▶ Data extract
## BEGIN
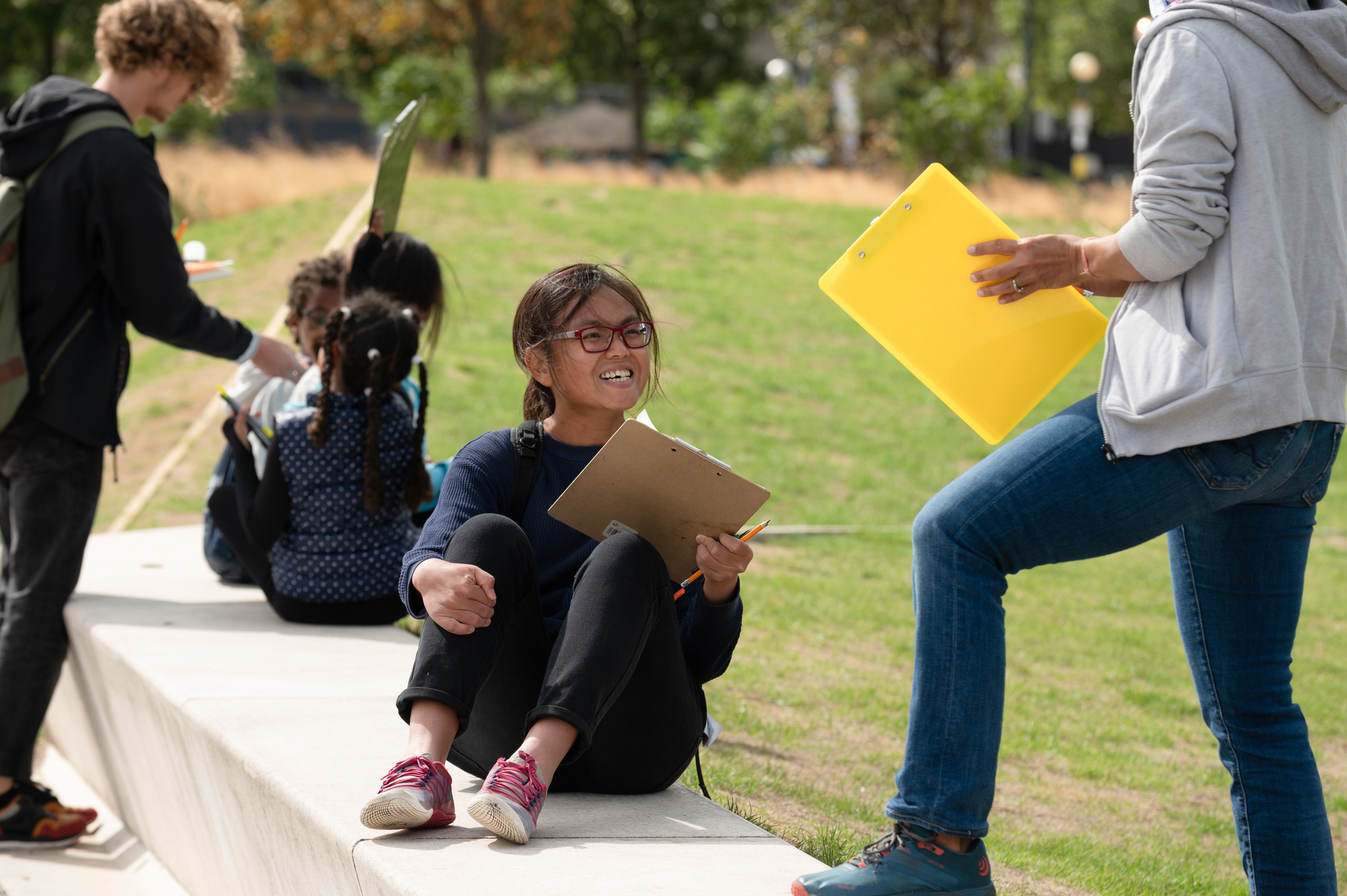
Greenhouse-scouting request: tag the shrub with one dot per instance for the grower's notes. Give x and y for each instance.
## END
## BEGIN
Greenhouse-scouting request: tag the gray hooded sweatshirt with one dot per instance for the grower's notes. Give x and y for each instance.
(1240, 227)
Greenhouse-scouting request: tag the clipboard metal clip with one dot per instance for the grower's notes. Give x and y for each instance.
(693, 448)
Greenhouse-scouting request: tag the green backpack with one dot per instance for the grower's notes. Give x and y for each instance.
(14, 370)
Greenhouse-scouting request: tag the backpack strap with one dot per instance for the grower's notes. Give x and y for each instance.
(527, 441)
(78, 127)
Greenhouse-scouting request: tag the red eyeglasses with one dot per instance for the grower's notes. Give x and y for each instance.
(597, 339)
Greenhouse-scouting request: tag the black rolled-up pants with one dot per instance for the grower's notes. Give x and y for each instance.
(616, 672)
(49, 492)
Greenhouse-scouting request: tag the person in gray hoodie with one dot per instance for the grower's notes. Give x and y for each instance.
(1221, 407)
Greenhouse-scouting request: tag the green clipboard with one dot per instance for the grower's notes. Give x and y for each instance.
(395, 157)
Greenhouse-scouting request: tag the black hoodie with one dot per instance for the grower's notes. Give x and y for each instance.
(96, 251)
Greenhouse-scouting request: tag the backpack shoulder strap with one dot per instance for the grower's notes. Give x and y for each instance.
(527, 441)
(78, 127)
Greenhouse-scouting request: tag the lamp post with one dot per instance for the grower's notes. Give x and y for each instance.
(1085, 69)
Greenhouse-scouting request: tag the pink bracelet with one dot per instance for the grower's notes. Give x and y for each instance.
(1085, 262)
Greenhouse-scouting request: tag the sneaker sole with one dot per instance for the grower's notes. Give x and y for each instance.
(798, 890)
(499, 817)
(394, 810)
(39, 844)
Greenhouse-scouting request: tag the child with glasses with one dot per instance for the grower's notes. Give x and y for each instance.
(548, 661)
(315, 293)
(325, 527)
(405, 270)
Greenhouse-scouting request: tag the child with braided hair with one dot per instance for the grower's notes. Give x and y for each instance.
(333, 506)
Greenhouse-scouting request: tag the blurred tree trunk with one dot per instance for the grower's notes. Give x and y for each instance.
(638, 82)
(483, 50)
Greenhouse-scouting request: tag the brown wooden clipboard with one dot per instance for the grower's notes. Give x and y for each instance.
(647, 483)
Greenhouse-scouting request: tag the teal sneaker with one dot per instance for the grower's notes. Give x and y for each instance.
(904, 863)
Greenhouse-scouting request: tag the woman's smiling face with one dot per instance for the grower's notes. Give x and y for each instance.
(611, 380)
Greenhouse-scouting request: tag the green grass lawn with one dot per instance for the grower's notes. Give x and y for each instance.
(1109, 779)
## END
▶ Task
Copy out the stretch from the line containing "Greenhouse-scouting request: tag the brown" through the line containing "(1109, 779)", both ends included, and nothing else.

▶ Output
Greenhouse-scouting request: tag the brown wooden clipboard with one dot per instance for the grower's notes. Give x and y for each instance.
(647, 483)
Greenhouse-scouting request: tag the teal sneaker with one dot per instance for the grower's notes. Give x and y for each instance.
(904, 863)
Greenhouse-scouting request: tag the woman's smiling face with one dot per instance for the grower's notes. Give x and y for each instance.
(611, 380)
Greenhouse-scouting request: tag the green grass lawn with one dot per instance for the grower's notes. Give x and y for each instance.
(1109, 779)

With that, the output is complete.